(Image location labeling entries)
= = = = = = =

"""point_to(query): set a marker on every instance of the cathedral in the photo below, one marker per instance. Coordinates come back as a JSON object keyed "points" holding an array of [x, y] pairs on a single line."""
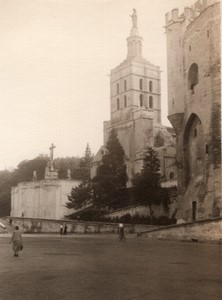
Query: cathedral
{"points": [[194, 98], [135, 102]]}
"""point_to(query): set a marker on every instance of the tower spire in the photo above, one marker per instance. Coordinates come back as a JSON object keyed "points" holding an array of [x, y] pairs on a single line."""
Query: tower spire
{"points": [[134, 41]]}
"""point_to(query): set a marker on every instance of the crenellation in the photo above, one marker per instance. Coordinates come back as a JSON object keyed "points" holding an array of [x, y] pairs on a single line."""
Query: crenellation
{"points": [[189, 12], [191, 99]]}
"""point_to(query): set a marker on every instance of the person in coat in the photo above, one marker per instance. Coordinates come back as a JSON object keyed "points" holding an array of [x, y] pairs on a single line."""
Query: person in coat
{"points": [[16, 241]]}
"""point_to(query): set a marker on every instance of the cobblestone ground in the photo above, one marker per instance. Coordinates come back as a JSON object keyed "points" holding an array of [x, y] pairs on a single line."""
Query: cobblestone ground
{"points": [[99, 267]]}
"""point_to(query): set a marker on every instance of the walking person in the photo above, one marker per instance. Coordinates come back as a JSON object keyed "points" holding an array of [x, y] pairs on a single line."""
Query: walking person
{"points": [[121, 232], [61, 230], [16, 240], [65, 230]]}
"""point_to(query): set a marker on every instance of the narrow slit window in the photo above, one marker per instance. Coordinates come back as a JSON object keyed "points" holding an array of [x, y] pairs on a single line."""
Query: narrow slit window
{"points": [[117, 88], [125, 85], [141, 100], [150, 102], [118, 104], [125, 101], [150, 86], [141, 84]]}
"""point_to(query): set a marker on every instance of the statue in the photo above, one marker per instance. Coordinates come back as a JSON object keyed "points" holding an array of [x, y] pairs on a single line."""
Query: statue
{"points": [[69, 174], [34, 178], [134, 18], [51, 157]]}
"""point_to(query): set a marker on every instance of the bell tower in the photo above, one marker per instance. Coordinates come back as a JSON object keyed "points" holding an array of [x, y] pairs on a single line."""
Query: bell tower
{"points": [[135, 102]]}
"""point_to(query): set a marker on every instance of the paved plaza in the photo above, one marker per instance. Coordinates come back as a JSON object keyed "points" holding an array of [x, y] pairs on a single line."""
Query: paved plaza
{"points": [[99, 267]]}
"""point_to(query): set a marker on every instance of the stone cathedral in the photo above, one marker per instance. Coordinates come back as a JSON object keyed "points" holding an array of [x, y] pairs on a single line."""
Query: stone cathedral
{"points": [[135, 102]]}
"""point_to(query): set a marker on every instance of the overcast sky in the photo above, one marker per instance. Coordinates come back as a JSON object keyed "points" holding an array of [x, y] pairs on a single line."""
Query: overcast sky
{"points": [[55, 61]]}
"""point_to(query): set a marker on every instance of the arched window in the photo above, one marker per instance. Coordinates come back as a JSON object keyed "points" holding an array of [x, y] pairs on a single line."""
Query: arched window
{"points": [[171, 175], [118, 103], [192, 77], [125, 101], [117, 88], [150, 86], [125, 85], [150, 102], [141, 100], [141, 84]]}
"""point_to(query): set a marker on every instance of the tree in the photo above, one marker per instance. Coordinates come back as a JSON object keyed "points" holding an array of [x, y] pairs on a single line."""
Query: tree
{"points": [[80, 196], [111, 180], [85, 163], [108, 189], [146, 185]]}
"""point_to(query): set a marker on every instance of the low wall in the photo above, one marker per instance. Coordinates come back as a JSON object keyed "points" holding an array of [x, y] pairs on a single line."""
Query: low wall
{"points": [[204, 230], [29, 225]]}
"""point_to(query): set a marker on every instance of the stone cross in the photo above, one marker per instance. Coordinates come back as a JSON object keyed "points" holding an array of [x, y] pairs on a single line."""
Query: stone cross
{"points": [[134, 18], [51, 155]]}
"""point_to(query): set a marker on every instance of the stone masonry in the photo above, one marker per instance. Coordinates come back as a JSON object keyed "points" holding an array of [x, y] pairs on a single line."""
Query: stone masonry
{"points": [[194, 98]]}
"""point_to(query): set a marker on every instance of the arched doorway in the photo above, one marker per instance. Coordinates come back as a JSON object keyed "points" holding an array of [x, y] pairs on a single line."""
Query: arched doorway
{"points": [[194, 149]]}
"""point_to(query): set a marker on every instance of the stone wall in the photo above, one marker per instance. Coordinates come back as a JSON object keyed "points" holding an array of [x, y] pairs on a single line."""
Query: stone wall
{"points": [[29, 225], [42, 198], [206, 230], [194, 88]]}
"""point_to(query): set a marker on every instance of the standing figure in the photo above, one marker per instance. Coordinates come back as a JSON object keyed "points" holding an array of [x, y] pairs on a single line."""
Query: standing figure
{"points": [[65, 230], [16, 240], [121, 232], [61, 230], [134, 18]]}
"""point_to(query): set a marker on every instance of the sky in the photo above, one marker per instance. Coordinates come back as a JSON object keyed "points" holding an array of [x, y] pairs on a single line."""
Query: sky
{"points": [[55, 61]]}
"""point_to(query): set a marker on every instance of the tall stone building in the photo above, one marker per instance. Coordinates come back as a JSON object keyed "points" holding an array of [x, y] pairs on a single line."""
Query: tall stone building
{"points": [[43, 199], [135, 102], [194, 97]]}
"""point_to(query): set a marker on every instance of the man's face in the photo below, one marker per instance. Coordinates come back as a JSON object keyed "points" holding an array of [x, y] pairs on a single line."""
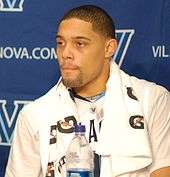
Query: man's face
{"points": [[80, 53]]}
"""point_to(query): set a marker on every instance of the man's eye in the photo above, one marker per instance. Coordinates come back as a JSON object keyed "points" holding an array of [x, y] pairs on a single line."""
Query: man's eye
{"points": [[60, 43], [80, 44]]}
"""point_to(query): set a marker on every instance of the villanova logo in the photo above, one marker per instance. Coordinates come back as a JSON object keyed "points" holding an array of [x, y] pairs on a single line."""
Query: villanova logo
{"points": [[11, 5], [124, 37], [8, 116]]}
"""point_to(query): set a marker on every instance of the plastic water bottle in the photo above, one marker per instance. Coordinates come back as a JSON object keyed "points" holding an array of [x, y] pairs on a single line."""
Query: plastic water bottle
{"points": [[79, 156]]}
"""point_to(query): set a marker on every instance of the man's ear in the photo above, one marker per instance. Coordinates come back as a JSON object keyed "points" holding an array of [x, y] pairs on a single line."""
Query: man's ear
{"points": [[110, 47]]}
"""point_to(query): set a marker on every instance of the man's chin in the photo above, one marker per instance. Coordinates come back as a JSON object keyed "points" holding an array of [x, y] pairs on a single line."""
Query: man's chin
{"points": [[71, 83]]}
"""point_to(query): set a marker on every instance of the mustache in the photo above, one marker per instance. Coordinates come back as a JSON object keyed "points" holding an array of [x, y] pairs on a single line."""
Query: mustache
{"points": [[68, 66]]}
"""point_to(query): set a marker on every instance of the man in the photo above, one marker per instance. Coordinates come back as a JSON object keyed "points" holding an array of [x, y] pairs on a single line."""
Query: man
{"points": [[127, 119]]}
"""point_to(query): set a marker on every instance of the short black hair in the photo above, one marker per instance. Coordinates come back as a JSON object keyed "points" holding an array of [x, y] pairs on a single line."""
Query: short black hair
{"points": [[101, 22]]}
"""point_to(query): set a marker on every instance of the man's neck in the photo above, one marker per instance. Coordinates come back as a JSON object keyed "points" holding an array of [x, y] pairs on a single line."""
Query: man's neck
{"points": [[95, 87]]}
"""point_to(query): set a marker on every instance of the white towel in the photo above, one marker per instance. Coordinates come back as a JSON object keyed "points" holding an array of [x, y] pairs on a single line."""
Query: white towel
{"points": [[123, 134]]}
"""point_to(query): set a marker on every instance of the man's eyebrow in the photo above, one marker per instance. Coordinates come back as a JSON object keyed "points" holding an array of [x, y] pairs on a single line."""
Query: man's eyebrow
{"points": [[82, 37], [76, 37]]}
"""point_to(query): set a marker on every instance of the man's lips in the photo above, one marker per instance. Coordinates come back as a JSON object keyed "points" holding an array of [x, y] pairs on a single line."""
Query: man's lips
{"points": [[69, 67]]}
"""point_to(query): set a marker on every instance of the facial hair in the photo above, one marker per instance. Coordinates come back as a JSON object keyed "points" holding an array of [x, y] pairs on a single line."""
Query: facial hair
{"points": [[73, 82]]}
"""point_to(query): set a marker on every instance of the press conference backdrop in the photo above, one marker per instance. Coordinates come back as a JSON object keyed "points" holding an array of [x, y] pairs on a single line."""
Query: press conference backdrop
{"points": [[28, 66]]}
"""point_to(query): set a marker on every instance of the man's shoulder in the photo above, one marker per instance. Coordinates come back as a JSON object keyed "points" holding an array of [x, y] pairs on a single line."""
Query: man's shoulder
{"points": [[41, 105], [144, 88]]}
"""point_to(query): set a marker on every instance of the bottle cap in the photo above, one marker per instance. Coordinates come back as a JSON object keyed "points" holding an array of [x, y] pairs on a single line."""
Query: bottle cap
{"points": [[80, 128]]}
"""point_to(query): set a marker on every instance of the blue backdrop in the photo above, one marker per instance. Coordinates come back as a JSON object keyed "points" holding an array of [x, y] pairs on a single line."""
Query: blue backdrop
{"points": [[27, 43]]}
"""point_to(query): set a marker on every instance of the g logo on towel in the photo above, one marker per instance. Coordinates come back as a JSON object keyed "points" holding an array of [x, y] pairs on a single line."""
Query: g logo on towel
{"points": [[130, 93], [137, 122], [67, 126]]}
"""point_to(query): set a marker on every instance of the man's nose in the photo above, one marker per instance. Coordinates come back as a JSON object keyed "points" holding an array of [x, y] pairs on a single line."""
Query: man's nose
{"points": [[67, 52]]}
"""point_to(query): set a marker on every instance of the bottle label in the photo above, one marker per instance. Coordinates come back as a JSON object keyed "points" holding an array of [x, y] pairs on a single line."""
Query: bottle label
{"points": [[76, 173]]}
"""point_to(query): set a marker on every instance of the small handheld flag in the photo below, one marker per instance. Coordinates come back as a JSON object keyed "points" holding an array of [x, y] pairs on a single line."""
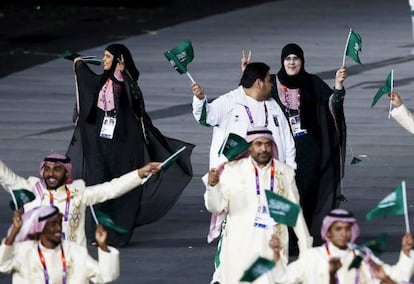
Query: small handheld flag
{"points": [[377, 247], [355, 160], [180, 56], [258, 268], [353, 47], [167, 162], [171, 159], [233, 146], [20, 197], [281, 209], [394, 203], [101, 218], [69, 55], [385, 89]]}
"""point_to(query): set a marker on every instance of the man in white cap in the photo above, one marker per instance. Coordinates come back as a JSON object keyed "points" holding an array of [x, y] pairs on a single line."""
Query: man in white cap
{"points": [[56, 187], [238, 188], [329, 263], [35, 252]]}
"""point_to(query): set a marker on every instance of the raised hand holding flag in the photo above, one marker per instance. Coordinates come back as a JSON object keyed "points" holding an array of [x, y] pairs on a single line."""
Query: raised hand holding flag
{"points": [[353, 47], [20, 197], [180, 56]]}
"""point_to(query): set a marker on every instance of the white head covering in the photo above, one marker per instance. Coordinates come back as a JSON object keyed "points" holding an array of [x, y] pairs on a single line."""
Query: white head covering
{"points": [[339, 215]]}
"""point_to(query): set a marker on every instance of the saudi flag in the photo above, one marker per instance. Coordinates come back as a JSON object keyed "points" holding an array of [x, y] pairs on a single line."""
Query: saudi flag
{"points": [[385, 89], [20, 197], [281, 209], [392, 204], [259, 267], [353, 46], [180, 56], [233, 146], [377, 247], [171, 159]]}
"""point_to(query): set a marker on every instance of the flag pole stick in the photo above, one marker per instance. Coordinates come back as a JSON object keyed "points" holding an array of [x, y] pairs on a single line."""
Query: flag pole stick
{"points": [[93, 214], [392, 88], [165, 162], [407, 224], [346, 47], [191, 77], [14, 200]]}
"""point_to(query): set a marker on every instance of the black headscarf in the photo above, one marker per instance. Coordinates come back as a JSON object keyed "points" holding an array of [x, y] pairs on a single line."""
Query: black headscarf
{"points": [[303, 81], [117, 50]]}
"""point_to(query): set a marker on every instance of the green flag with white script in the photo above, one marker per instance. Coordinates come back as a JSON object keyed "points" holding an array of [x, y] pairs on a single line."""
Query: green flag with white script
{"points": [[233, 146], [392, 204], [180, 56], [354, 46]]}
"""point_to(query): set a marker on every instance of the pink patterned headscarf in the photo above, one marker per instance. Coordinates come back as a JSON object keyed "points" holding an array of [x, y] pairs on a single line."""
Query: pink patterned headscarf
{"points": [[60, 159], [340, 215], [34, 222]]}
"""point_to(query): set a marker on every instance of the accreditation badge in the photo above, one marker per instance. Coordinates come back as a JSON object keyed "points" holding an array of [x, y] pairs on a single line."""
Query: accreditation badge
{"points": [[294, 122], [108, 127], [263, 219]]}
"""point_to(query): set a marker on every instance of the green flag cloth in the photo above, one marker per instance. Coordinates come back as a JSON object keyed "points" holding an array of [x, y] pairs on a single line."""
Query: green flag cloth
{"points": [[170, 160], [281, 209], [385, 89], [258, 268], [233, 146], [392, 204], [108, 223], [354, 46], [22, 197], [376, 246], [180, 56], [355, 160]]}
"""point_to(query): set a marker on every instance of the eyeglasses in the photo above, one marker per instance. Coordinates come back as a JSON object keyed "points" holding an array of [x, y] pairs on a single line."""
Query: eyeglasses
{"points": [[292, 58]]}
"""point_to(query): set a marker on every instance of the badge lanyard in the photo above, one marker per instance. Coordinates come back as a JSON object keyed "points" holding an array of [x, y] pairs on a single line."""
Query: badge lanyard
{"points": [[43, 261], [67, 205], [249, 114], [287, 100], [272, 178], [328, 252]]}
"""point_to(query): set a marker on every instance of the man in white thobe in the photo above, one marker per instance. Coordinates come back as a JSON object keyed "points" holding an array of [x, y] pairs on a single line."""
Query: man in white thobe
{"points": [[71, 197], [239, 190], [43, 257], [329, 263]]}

= = = = = = =

### SET EXERCISE:
Present as a numbered list every line from the one containing "white thobe in" through the final line of the material, including both, and omit any blank lines.

### FINAL RESULT:
1. """point_to(query): set a marker on every instance of the man in white thobe in the photo above, one marker per instance. Coordinates come back as a JSON object keyed "points" holding an array of [x, y] pairs on a single line."""
2. Query: man in white thobe
3. {"points": [[71, 197], [239, 190], [43, 257], [329, 263]]}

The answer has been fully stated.